Work to complete:
Return the data that follows exactly. Include every line.

Source data

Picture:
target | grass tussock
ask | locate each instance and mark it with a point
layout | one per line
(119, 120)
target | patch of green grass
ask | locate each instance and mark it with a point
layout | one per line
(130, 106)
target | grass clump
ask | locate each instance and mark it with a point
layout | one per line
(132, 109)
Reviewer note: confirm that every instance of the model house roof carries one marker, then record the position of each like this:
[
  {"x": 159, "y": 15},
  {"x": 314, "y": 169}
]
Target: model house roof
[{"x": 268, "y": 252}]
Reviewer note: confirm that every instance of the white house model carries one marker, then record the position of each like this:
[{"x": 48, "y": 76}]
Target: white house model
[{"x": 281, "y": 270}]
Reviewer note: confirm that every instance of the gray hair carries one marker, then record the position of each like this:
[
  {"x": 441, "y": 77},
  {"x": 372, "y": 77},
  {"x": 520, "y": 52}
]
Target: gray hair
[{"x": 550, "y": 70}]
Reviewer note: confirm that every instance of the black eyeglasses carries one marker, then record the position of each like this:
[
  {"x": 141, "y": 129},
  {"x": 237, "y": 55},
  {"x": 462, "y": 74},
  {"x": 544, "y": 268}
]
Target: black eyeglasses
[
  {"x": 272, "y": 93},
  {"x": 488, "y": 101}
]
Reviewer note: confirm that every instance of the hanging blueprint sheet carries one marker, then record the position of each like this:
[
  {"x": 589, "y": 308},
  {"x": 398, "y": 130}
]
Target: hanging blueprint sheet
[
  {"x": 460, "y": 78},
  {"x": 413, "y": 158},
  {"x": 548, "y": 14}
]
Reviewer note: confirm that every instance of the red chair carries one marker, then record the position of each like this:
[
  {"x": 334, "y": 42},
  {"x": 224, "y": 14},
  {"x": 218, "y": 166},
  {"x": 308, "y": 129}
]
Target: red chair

Answer to the problem:
Picture:
target | grass tussock
ask | locate each instance and mark it with a point
layout | one per line
(119, 120)
target | patch of green grass
ask | locate each instance and mark it with a point
layout | one per line
(130, 106)
target | grass clump
ask | locate each instance and mark it with a point
layout | one per line
(132, 109)
Reviewer note: confirm that every instance of the model house roof carries one marker, then record the position of each like this:
[
  {"x": 159, "y": 15},
  {"x": 314, "y": 169}
]
Target: model house roof
[{"x": 268, "y": 252}]
Reviewer note: confirm that every instance of the white house model carries one marker, then record the position of each like this:
[{"x": 48, "y": 76}]
Target: white house model
[{"x": 281, "y": 270}]
Reviewer note: confirm that every instance of the gray hair carries one marker, then record the position of each like this:
[
  {"x": 441, "y": 77},
  {"x": 372, "y": 77},
  {"x": 520, "y": 52}
]
Target: gray hair
[{"x": 550, "y": 70}]
Reviewer note: confirm that every instance of the black eyeglasses carries one marker, then record the position of each like this:
[
  {"x": 141, "y": 129},
  {"x": 237, "y": 55},
  {"x": 462, "y": 74},
  {"x": 544, "y": 268}
]
Target: black eyeglasses
[
  {"x": 272, "y": 93},
  {"x": 488, "y": 101}
]
Reviewer note: confirm that every instance of the hanging blueprint sheet carries one marker, then record the position of each like this:
[
  {"x": 589, "y": 308},
  {"x": 398, "y": 130}
]
Target: hanging blueprint sheet
[
  {"x": 460, "y": 78},
  {"x": 413, "y": 158},
  {"x": 548, "y": 14}
]
Reviewer note: confirm that every instance of the red chair carries one marker, then record the position of each like this:
[
  {"x": 334, "y": 42},
  {"x": 224, "y": 14},
  {"x": 218, "y": 166},
  {"x": 308, "y": 129}
]
Target: red chair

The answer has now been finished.